What to produce:
Give every line below again, exactly.

Record extracts:
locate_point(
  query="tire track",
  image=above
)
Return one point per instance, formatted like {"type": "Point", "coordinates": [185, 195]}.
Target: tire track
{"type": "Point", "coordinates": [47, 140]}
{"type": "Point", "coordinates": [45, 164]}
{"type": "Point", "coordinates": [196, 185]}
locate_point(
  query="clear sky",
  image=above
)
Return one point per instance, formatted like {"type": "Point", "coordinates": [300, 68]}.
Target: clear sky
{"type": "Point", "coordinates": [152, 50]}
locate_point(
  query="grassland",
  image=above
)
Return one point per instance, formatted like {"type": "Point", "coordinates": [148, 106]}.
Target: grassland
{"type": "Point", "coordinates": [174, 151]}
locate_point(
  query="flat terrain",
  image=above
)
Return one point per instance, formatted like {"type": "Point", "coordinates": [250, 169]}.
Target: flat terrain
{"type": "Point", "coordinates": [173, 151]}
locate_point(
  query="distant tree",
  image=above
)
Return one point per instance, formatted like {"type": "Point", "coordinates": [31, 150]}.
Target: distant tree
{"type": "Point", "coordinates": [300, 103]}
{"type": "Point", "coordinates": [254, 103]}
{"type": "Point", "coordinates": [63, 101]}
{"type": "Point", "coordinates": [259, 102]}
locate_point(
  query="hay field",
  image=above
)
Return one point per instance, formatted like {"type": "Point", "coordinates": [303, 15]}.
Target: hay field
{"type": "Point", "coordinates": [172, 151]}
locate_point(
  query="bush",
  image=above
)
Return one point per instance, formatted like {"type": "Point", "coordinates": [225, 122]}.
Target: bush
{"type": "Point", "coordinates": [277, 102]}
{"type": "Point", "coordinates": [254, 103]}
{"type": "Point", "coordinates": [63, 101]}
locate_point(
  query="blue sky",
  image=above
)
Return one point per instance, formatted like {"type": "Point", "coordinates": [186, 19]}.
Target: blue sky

Result of this exercise:
locate_point(
  query="tire track",
  image=above
)
Return one point per instance, formatted like {"type": "Point", "coordinates": [185, 195]}.
Target: tire track
{"type": "Point", "coordinates": [47, 140]}
{"type": "Point", "coordinates": [45, 164]}
{"type": "Point", "coordinates": [196, 185]}
locate_point(
  query="clear sky",
  image=above
)
Return one point per instance, formatted like {"type": "Point", "coordinates": [300, 68]}.
Target: clear sky
{"type": "Point", "coordinates": [152, 50]}
locate_point(
  query="grassland",
  image=above
)
Return one point per instance, formatted like {"type": "Point", "coordinates": [148, 106]}.
Target: grassland
{"type": "Point", "coordinates": [174, 151]}
locate_point(
  query="flat terrain",
  image=above
)
Return one point per instance, formatted like {"type": "Point", "coordinates": [250, 169]}.
Target: flat terrain
{"type": "Point", "coordinates": [173, 151]}
locate_point(
  query="distant tree",
  image=above
)
Return one point per instance, formatted like {"type": "Point", "coordinates": [31, 150]}.
Target: distant tree
{"type": "Point", "coordinates": [300, 103]}
{"type": "Point", "coordinates": [254, 103]}
{"type": "Point", "coordinates": [63, 101]}
{"type": "Point", "coordinates": [259, 102]}
locate_point(
  query="hay field",
  image=above
)
Return one point per instance, formatted like {"type": "Point", "coordinates": [303, 15]}.
Target: hay field
{"type": "Point", "coordinates": [172, 151]}
locate_point(
  query="bush",
  image=above
)
Return one point per instance, formatted like {"type": "Point", "coordinates": [225, 122]}.
Target: bush
{"type": "Point", "coordinates": [277, 102]}
{"type": "Point", "coordinates": [254, 103]}
{"type": "Point", "coordinates": [63, 101]}
locate_point(
  query="blue sky",
  image=above
)
Return one point per instance, formatted like {"type": "Point", "coordinates": [186, 19]}.
Target: blue sky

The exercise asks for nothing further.